Contour labeling items:
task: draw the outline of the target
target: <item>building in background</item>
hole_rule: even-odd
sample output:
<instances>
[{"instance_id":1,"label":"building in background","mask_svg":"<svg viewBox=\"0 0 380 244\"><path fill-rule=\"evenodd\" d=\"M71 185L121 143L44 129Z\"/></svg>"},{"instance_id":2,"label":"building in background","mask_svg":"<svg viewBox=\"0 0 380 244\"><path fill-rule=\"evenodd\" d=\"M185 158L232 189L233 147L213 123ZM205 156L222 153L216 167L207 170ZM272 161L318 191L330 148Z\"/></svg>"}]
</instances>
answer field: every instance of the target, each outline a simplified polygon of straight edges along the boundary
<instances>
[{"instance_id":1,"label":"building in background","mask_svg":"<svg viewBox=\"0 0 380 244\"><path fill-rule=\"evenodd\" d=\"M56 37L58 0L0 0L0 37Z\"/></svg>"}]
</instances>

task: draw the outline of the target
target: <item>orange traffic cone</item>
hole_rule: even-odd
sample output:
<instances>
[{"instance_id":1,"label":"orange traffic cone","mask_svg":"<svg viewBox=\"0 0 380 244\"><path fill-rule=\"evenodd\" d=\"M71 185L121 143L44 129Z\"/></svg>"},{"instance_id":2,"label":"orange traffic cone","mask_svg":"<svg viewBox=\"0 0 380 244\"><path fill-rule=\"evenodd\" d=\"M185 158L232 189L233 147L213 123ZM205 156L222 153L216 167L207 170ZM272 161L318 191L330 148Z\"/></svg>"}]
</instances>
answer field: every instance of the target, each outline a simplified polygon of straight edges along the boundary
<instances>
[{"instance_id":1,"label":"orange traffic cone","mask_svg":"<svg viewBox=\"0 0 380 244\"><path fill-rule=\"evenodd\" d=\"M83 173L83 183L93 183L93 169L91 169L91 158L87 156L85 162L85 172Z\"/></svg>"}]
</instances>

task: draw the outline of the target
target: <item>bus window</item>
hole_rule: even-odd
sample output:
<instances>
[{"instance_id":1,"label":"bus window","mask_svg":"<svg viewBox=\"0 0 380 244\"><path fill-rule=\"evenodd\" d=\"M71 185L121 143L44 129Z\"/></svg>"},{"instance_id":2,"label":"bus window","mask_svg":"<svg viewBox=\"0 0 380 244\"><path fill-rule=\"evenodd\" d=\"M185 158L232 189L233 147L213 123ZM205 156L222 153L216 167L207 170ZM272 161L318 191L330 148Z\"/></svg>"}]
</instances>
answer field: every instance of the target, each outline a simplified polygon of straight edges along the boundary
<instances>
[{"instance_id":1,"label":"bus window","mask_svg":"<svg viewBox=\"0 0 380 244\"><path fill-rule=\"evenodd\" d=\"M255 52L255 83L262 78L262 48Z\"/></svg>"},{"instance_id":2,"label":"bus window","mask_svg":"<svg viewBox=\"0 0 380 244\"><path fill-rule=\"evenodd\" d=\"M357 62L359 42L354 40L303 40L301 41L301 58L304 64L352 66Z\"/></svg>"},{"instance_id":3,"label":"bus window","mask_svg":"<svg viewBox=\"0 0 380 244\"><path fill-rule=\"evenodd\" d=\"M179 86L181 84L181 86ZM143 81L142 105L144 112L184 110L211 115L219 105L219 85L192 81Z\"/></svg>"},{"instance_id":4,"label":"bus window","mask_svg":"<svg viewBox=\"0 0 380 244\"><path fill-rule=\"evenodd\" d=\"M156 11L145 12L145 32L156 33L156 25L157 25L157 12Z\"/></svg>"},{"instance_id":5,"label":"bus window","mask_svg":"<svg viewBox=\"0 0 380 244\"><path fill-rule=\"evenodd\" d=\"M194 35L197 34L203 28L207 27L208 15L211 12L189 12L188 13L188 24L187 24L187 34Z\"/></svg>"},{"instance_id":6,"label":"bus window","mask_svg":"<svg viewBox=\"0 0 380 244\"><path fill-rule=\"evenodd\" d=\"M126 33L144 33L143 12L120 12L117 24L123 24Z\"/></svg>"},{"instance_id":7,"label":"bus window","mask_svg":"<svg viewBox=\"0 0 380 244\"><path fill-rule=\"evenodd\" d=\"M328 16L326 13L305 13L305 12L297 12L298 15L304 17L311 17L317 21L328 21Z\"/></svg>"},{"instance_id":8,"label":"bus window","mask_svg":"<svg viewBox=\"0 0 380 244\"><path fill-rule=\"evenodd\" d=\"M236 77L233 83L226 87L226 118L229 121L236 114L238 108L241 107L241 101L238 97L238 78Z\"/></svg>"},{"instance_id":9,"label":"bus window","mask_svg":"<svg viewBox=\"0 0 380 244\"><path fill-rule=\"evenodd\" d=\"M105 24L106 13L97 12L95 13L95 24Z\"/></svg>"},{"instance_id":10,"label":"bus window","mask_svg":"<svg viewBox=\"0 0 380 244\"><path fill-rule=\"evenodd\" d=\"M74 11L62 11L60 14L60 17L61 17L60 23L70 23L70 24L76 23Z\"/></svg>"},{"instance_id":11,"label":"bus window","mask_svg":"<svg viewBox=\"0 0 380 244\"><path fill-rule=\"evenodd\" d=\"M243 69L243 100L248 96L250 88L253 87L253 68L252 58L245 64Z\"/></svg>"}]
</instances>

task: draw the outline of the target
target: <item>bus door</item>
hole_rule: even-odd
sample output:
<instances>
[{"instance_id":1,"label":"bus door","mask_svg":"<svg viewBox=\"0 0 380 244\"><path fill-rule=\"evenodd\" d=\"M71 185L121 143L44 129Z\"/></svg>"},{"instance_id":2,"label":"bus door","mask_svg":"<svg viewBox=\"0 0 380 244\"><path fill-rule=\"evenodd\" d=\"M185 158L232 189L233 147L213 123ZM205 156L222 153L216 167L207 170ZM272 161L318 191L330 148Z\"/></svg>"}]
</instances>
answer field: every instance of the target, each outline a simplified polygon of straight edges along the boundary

- **What this task involves**:
Pick out every line in the records that contains the string "building", treating uppercase and lowercase letters as distinct.

- **Full answer**:
target: <item>building in background</item>
[{"instance_id":1,"label":"building in background","mask_svg":"<svg viewBox=\"0 0 380 244\"><path fill-rule=\"evenodd\" d=\"M71 185L121 143L44 129Z\"/></svg>"},{"instance_id":2,"label":"building in background","mask_svg":"<svg viewBox=\"0 0 380 244\"><path fill-rule=\"evenodd\" d=\"M185 158L232 189L233 147L213 123ZM205 156L222 153L216 167L207 170ZM272 161L318 191L330 148Z\"/></svg>"}]
[{"instance_id":1,"label":"building in background","mask_svg":"<svg viewBox=\"0 0 380 244\"><path fill-rule=\"evenodd\" d=\"M56 37L58 0L0 0L0 37Z\"/></svg>"}]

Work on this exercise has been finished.